The entries below are to be written out again without alteration.

─── Records for this task

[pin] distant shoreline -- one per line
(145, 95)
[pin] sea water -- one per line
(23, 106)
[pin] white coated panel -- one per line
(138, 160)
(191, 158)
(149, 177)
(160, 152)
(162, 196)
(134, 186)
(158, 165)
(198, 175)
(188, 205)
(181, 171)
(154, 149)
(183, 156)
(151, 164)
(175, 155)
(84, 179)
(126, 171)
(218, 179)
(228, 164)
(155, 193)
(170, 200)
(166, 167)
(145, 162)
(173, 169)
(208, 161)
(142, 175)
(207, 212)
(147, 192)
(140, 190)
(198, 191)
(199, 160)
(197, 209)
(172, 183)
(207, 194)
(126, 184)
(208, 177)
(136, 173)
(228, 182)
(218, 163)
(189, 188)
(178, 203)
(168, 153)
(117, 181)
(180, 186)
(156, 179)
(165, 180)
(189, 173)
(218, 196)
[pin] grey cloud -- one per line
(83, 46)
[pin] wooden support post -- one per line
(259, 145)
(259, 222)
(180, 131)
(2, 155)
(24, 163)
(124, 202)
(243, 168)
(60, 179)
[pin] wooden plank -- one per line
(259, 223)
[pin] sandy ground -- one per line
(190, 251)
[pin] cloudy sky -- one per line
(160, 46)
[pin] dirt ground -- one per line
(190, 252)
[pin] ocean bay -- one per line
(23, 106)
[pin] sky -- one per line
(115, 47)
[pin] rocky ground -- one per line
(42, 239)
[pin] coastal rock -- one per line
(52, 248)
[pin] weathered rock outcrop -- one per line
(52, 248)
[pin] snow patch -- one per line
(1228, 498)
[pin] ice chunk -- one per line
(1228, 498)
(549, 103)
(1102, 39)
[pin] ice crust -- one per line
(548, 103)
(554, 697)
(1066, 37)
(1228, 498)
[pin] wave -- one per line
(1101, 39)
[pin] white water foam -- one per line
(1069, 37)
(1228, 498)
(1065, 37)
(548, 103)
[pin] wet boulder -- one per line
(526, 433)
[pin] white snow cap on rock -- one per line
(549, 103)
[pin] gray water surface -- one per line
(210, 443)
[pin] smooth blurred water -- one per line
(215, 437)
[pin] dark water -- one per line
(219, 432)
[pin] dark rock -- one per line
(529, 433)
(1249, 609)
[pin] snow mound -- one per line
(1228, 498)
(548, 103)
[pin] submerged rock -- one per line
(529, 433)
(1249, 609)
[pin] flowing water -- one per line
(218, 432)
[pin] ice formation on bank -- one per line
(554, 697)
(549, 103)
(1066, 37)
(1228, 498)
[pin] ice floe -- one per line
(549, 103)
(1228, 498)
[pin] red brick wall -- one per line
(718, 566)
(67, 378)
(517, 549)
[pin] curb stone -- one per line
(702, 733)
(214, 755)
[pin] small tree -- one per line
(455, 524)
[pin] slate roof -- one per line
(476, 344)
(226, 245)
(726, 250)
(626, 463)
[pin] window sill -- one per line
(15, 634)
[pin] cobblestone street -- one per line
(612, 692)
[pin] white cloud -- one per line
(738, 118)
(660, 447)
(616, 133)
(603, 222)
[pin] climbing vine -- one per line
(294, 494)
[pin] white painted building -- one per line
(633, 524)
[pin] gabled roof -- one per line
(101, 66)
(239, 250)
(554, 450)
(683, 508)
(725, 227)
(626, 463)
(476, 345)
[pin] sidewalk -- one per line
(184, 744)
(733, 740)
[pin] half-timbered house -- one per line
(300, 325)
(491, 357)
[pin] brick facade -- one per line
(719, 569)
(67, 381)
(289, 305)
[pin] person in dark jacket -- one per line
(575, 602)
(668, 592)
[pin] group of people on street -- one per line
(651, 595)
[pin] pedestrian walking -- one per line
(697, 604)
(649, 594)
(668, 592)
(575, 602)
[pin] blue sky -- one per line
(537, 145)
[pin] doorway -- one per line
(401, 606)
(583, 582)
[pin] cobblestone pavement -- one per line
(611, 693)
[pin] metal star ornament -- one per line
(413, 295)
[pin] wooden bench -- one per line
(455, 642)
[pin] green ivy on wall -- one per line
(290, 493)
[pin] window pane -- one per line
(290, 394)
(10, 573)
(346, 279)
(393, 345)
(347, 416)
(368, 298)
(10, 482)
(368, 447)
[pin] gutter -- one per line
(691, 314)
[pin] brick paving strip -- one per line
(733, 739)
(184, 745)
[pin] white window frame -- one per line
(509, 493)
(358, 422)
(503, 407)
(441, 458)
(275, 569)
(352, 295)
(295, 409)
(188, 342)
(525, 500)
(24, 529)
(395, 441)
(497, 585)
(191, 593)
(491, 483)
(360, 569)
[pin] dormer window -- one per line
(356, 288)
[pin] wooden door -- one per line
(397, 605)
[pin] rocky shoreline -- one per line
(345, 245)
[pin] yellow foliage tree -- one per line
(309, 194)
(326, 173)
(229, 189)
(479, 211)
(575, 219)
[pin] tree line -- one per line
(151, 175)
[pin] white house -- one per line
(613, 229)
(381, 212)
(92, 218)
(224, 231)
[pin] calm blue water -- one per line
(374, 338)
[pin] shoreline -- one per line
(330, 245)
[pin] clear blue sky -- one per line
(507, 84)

──────

-- Reply --
[pin] distant shoreline -- one per line
(145, 95)
[pin] sea water -- one per line
(23, 106)
[pin] white coated panel -- one per line
(138, 160)
(191, 158)
(149, 177)
(160, 152)
(162, 196)
(134, 186)
(158, 165)
(198, 175)
(188, 205)
(181, 171)
(154, 149)
(183, 156)
(151, 164)
(175, 155)
(84, 179)
(126, 171)
(218, 179)
(228, 164)
(155, 193)
(170, 200)
(166, 167)
(145, 162)
(173, 169)
(208, 161)
(142, 175)
(207, 212)
(147, 192)
(140, 190)
(198, 191)
(199, 160)
(197, 209)
(172, 183)
(207, 194)
(126, 184)
(208, 177)
(136, 173)
(228, 182)
(218, 163)
(189, 188)
(178, 203)
(168, 153)
(117, 181)
(180, 186)
(156, 179)
(165, 180)
(189, 173)
(218, 196)
[pin] grey cloud -- one per line
(83, 46)
[pin] wooden support post -- one per line
(259, 145)
(259, 222)
(180, 131)
(2, 155)
(24, 163)
(124, 202)
(243, 168)
(60, 179)
[pin] wooden plank -- one per line
(259, 223)
[pin] sandy ground -- one per line
(190, 251)
[pin] cloudy sky -- one per line
(160, 46)
[pin] dirt ground -- one per line
(190, 252)
[pin] ocean bay -- one per line
(23, 106)
[pin] sky -- one per line
(115, 47)
[pin] rocky ground -- one per line
(42, 239)
[pin] coastal rock -- one per line
(52, 248)
[pin] weathered rock outcrop -- one per line
(52, 248)
[pin] snow patch -- one per line
(1228, 498)
[pin] ice chunk -- one per line
(1228, 498)
(549, 103)
(1102, 39)
[pin] ice crust -- one per line
(548, 103)
(554, 697)
(1066, 37)
(1228, 498)
[pin] wave -- one per line
(1101, 39)
[pin] white water foam -- one per line
(1069, 37)
(1228, 498)
(1065, 37)
(548, 103)
[pin] wet boulder -- one per line
(526, 433)
[pin] white snow cap on rock -- one per line
(549, 103)
[pin] gray water surface -- one per line
(210, 443)
[pin] smooth blurred water -- one per line
(215, 437)
[pin] dark water -- one per line
(219, 432)
[pin] dark rock -- one per line
(529, 433)
(1249, 609)
[pin] snow mound -- one per line
(1228, 498)
(548, 103)
[pin] submerged rock -- one per line
(529, 433)
(1249, 609)
[pin] flowing water -- one per line
(218, 432)
[pin] ice formation on bank -- one per line
(554, 697)
(549, 103)
(1066, 37)
(1228, 498)
[pin] ice floe -- one per line
(549, 103)
(1228, 498)
[pin] red brick wall -- one per line
(718, 566)
(67, 378)
(517, 549)
[pin] curb stone -- one per line
(702, 733)
(214, 755)
[pin] small tree -- one per line
(455, 524)
[pin] slate roof -- one per line
(476, 344)
(226, 245)
(726, 250)
(626, 463)
[pin] window sill -- one per line
(15, 634)
[pin] cobblestone street -- one per line
(612, 692)
[pin] white cloud -- one per line
(738, 118)
(660, 447)
(616, 133)
(603, 222)
[pin] climbing vine -- one per line
(294, 494)
[pin] white painted building -- one per line
(633, 524)
[pin] gabled roof -- one per line
(101, 66)
(239, 250)
(554, 450)
(683, 508)
(725, 227)
(626, 463)
(476, 345)
[pin] sidewalk -- one per line
(184, 744)
(733, 740)
[pin] half-timbered house -- one per line
(300, 325)
(491, 357)
[pin] brick facade -- one per line
(719, 569)
(67, 381)
(289, 305)
[pin] person in dark jacket -- one per line
(575, 602)
(668, 592)
[pin] group of people on street -- one per line
(651, 595)
[pin] pedestrian walking -- one per line
(697, 604)
(649, 594)
(668, 592)
(575, 602)
[pin] blue sky -- one per line
(537, 145)
[pin] doorway -- one per line
(401, 606)
(583, 582)
[pin] cobblestone pavement -- one per line
(611, 693)
[pin] metal star ornament -- one per line
(413, 295)
[pin] wooden bench -- one per line
(455, 642)
[pin] green ivy on wall -- one per line
(290, 493)
[pin] window pane -- one per line
(290, 394)
(10, 573)
(346, 279)
(393, 345)
(347, 416)
(368, 298)
(10, 482)
(368, 447)
[pin] gutter -- one per line
(691, 314)
[pin] brick paving strip -- one per line
(733, 739)
(184, 745)
[pin] white window frame -- one per line
(509, 493)
(358, 422)
(503, 407)
(441, 458)
(275, 569)
(352, 295)
(295, 409)
(188, 342)
(525, 500)
(24, 529)
(395, 441)
(497, 585)
(191, 593)
(491, 483)
(360, 569)
[pin] dormer window -- one per line
(356, 288)
[pin] wooden door -- one per line
(397, 605)
[pin] rocky shoreline -- one per line
(345, 245)
[pin] yellow foliage tree -- one per line
(309, 194)
(326, 173)
(229, 189)
(479, 211)
(575, 219)
[pin] tree line -- one per line
(151, 175)
[pin] white house -- one per line
(613, 229)
(381, 212)
(92, 218)
(224, 231)
[pin] calm blue water -- one per line
(374, 338)
[pin] shoreline -- one per line
(330, 245)
[pin] clear blue sky -- one per line
(507, 84)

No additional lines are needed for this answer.